---------- PASSAGE CITÉ ----------

Si la génération qui va nous suivre est semblable, hélas ! à la nôtre, si elle ne lui devient pas supérieure et qu’elle ne compte aussi que peu, très peu de chrétiens, une effrayante majorité d’ariens, et de déistes, et de moqueurs, et s’il en doit être ainsi de nos enfans, viens, viens seulement, ô Rome ! et ne tarde plus ! Viens donc, toi qui dévores, et que la Réforme périsse enfin sous tes serres !


Sur les lèvres de l’apôtre du Réveil, partisan de la séparation, se dressait le spectre du péril romain, comme il se dressait sur les lèvres du pasteur Munier, adversaire de la séparation. La démocratie genevoise, en tant qu’organisme politique, recelait des élémens qui représentaient Rome : contre ce fait politique, aucunes douleurs, si éloquentes fussent-elles, ne pouvaient prévaloir ; et les événemens de 1847 allaient aggraver encore et ce fait et ces douleurs.

---------- DONNÉES FOURNIES ----------

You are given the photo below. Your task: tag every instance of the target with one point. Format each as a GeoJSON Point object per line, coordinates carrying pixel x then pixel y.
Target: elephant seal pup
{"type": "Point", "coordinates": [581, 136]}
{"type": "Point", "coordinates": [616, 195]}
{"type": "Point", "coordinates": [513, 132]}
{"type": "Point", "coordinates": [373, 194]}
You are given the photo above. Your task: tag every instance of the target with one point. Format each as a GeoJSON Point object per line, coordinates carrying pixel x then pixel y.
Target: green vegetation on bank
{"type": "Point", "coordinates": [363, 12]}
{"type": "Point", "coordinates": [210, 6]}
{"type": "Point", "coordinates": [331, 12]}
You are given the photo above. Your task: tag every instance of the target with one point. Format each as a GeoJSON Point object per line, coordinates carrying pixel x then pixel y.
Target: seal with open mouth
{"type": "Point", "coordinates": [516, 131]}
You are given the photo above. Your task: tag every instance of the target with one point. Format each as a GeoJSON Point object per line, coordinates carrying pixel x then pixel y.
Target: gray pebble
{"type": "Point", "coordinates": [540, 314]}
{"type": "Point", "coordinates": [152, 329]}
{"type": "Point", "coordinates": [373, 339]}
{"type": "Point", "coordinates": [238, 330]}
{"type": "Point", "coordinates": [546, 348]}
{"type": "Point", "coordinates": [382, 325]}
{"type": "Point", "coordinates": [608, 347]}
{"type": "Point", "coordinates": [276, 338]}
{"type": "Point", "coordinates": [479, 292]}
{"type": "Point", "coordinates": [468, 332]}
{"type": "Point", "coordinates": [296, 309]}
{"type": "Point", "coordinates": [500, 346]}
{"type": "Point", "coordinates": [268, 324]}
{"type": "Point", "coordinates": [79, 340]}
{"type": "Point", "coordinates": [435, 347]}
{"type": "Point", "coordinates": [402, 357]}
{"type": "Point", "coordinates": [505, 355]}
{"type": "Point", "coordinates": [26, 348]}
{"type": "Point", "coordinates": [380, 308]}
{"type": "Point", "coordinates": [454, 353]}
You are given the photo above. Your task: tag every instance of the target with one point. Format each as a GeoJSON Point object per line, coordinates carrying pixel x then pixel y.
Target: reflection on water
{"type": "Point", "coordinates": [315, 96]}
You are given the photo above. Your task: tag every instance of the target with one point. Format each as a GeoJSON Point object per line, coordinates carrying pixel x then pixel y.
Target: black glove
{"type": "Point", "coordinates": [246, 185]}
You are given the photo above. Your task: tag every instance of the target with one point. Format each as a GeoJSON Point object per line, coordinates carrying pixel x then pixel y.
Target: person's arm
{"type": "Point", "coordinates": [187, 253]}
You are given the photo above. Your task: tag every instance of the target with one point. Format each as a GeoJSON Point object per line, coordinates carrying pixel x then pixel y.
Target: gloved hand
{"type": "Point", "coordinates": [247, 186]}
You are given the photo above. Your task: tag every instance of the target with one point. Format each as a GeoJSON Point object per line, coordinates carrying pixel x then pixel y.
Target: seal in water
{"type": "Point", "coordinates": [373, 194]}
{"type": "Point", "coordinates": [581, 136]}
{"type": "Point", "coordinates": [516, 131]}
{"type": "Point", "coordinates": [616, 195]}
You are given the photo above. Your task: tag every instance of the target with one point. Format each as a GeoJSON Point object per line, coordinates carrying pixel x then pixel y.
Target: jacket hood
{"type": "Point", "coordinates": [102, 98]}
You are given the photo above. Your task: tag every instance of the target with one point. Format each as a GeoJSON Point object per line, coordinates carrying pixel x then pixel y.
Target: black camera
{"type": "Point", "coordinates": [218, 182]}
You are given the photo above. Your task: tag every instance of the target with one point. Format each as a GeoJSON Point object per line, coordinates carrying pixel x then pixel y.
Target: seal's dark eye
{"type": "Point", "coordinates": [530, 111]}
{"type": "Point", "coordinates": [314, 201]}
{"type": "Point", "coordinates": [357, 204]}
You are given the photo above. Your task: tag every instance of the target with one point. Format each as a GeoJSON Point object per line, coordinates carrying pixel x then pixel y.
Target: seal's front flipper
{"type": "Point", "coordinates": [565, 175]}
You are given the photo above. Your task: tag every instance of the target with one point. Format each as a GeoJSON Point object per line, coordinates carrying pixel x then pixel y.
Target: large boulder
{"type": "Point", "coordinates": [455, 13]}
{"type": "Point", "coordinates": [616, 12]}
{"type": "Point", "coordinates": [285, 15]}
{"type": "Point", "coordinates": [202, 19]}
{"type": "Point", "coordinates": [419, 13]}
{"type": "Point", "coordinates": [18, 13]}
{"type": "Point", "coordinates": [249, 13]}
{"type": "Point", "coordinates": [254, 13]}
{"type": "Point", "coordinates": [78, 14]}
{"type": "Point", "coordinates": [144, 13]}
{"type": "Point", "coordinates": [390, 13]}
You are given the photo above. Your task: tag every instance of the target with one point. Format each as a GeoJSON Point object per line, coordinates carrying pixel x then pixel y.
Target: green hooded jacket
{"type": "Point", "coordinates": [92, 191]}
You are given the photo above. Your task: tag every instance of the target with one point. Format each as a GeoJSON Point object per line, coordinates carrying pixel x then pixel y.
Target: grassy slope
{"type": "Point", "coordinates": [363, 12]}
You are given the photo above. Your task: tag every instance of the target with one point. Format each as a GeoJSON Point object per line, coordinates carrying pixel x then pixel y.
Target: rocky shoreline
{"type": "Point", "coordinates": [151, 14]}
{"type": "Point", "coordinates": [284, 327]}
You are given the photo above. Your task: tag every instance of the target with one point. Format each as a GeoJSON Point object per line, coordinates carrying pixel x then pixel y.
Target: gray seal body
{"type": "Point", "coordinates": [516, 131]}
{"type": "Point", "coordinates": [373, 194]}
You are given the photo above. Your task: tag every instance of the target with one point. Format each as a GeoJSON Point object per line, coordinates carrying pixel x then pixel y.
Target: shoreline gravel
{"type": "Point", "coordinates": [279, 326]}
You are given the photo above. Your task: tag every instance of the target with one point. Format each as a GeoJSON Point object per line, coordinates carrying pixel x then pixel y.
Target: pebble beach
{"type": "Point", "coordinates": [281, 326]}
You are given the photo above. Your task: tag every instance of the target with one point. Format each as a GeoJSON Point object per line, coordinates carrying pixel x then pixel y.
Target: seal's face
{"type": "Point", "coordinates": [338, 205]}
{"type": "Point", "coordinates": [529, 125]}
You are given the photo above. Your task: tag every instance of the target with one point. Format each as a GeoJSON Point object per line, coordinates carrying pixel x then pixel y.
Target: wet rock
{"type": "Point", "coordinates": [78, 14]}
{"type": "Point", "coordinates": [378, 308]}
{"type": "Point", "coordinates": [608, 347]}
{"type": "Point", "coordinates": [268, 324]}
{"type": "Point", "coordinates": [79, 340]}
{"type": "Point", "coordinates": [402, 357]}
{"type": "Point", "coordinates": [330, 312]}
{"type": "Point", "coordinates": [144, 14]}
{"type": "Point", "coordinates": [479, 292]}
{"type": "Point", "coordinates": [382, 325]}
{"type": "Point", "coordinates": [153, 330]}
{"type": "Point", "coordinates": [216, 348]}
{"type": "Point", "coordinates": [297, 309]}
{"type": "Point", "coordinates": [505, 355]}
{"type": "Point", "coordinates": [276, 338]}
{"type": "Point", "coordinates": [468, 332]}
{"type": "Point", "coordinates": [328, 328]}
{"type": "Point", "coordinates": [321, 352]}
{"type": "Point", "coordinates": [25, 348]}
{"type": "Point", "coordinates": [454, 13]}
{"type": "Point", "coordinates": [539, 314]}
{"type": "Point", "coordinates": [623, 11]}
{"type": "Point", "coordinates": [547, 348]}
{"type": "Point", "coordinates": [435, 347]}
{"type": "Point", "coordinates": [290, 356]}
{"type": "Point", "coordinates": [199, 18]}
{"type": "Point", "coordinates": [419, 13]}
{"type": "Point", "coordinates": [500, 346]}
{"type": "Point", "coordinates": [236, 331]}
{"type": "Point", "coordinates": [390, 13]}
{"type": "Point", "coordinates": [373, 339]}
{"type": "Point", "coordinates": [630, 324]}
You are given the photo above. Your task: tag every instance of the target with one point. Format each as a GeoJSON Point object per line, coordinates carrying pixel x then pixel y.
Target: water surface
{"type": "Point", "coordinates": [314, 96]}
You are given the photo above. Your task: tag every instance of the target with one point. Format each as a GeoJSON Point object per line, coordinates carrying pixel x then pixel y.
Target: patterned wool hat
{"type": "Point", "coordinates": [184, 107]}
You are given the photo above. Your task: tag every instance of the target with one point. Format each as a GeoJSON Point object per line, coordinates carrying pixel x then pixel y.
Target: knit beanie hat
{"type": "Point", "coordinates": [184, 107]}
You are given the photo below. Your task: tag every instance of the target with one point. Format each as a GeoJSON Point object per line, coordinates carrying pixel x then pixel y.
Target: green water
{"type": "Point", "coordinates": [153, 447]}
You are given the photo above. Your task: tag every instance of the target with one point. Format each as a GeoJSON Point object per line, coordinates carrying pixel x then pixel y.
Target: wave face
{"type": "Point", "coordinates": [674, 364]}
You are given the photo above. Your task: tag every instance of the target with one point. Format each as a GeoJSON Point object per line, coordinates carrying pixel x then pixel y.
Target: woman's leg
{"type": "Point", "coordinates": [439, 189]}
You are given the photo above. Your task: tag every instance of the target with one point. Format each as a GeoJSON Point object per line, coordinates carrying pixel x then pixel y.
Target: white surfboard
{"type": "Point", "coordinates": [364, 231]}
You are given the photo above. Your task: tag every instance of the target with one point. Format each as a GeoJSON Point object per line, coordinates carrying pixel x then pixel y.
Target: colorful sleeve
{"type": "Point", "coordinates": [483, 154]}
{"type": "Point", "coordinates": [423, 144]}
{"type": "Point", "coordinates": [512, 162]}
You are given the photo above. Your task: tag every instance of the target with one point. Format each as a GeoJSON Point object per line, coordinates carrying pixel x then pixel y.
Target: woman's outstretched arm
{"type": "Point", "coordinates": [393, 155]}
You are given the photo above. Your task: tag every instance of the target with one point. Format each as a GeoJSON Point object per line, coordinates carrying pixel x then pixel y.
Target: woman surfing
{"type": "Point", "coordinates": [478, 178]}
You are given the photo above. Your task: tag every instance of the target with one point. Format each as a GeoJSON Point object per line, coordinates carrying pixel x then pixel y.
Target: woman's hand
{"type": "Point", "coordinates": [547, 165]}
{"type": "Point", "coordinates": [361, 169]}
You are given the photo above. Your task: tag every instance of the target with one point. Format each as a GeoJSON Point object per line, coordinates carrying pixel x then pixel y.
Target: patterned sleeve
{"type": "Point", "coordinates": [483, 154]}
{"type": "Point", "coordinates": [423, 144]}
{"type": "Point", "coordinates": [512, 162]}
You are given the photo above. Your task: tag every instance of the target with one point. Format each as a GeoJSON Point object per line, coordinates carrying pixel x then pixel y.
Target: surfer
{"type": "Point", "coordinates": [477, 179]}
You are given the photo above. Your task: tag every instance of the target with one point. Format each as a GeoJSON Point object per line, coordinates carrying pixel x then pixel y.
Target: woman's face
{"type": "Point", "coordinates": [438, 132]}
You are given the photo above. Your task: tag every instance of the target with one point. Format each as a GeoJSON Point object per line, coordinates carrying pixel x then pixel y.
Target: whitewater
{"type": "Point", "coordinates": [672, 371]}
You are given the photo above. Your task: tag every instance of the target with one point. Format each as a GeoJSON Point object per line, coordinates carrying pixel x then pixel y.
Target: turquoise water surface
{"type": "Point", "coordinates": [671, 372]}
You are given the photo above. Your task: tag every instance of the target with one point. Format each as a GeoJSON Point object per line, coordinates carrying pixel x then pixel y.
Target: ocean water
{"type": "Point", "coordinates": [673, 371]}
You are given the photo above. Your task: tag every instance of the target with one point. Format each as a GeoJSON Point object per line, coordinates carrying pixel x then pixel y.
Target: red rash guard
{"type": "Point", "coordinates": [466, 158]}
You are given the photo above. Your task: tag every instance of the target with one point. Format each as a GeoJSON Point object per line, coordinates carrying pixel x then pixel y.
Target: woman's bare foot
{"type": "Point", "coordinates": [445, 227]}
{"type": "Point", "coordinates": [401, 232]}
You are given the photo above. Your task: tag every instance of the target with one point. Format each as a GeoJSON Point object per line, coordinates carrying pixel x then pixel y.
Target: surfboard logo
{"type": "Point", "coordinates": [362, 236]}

----------

CONSIGNE:
Pourriez-vous recopier en entier, mot pour mot, le passage sur le péril romain ? Le matériel ne joue aucun rôle ici.

RÉPONSE À L'EXERCICE:
Si la génération qui va nous suivre est semblable, hélas ! à la nôtre, si elle ne lui devient pas supérieure et qu’elle ne compte aussi que peu, très peu de chrétiens, une effrayante majorité d’ariens, et de déistes, et de moqueurs, et s’il en doit être ainsi de nos enfans, viens, viens seulement, ô Rome ! et ne tarde plus ! Viens donc, toi qui dévores, et que la Réforme périsse enfin sous tes serres !


Sur les lèvres de l’apôtre du Réveil, partisan de la séparation, se dressait le spectre du péril romain, comme il se dressait sur les lèvres du pasteur Munier, adversaire de la séparation. La démocratie genevoise, en tant qu’organisme politique, recelait des élémens qui représentaient Rome : contre ce fait politique, aucunes douleurs, si éloquentes fussent-elles, ne pouvaient prévaloir ; et les événemens de 1847 allaient aggraver encore et ce fait et ces douleurs.